Short task -> Can you write out the whole listing exactly?

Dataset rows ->
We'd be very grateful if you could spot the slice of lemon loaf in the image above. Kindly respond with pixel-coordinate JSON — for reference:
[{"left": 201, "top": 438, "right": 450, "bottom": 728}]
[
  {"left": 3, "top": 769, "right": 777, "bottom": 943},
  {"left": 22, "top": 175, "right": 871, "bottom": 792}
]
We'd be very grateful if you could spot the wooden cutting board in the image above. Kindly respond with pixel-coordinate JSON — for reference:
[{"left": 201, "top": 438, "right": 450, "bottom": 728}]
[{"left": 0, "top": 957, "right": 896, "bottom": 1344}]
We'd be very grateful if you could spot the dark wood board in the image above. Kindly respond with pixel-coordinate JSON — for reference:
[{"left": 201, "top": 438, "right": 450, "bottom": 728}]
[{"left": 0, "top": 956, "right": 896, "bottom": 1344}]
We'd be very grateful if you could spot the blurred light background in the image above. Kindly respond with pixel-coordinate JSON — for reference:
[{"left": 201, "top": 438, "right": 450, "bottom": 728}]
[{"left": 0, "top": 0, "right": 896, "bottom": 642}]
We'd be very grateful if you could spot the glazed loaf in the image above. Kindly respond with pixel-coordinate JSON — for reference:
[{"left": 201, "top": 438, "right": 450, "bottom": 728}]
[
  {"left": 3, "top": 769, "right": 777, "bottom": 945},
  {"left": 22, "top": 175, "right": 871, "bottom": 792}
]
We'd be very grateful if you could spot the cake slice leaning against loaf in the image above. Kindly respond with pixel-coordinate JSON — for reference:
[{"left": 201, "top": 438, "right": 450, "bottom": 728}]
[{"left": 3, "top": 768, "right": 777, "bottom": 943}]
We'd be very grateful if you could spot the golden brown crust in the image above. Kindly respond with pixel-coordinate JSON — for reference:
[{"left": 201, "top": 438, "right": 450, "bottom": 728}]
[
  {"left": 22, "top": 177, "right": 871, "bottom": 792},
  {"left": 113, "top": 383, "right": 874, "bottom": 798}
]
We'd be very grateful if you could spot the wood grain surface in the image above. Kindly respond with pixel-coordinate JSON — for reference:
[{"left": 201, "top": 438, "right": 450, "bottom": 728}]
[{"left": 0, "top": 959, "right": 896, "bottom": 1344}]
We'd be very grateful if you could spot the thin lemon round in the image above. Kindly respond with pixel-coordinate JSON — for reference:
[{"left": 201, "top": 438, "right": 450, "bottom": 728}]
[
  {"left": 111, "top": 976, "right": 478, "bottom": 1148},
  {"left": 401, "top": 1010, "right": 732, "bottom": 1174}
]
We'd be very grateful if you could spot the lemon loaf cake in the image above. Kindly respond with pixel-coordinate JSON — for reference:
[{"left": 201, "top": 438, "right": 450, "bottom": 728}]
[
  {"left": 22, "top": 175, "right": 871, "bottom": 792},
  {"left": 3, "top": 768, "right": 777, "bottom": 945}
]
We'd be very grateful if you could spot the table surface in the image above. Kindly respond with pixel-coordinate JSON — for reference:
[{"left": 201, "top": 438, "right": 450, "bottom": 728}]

Result of the task ->
We'd be very grateful if you could spot the slice of lemon loaf in the image above. Kindly respond with pixel-coordinate JSON — for reference:
[{"left": 201, "top": 438, "right": 450, "bottom": 728}]
[
  {"left": 3, "top": 769, "right": 777, "bottom": 943},
  {"left": 22, "top": 175, "right": 871, "bottom": 792}
]
We'd be very grateful if you could spot the wooden cutting board in the image above. Kindly respond with pixel-coordinate JSON — for reference:
[{"left": 201, "top": 438, "right": 450, "bottom": 728}]
[{"left": 0, "top": 957, "right": 896, "bottom": 1344}]
We'd be very grateful if you could spot the dark wood board in the image above. Kindly respond with pixel-coordinate JSON — for reference:
[{"left": 201, "top": 438, "right": 450, "bottom": 728}]
[{"left": 0, "top": 956, "right": 896, "bottom": 1344}]
We'd be very grateful if you could spot the blurred light background in the image above. Kindly respond with pixel-coordinate JSON — for reference:
[{"left": 201, "top": 438, "right": 450, "bottom": 728}]
[{"left": 0, "top": 0, "right": 896, "bottom": 642}]
We'd be very grateful if you could spot the glazed loaf in the image above. Kindly respond with pixel-coordinate JSON — for reference:
[{"left": 201, "top": 438, "right": 450, "bottom": 728}]
[
  {"left": 3, "top": 769, "right": 777, "bottom": 945},
  {"left": 22, "top": 175, "right": 871, "bottom": 792}
]
We'd be very grateful if you could spot the cake slice leaning against loaf in the image above. Kindly respond with pixel-coordinate JSON — for reference:
[{"left": 201, "top": 438, "right": 450, "bottom": 728}]
[{"left": 3, "top": 768, "right": 777, "bottom": 943}]
We'd be very grateful if you could spot the golden brown crust in the image above. Kindly respond with pixel-coordinate JSON — for reference:
[{"left": 201, "top": 438, "right": 450, "bottom": 728}]
[
  {"left": 22, "top": 177, "right": 871, "bottom": 792},
  {"left": 113, "top": 383, "right": 874, "bottom": 798}
]
We'd be very grateful if you could spot the wood grain surface in the image above. Kindly respond with pixel-coordinate JSON — for reference:
[{"left": 201, "top": 438, "right": 450, "bottom": 728}]
[{"left": 0, "top": 959, "right": 896, "bottom": 1344}]
We'd be very grateful if you could spot the thin lemon round in the image above. Kindly respond with pixel-coordinate JSON — for reference:
[{"left": 201, "top": 438, "right": 450, "bottom": 728}]
[
  {"left": 111, "top": 976, "right": 478, "bottom": 1148},
  {"left": 401, "top": 1010, "right": 732, "bottom": 1174}
]
We'd be very grateful if you could spot the lemon loaf cake in the image above. Kindly respond with pixel-coordinate JSON — for reference:
[{"left": 201, "top": 438, "right": 450, "bottom": 728}]
[
  {"left": 22, "top": 175, "right": 871, "bottom": 792},
  {"left": 3, "top": 768, "right": 777, "bottom": 945}
]
We'd be very grateful if you could spot the table surface in the image above. Kindly respond with pixel-coordinate JSON — for reference:
[{"left": 201, "top": 438, "right": 450, "bottom": 728}]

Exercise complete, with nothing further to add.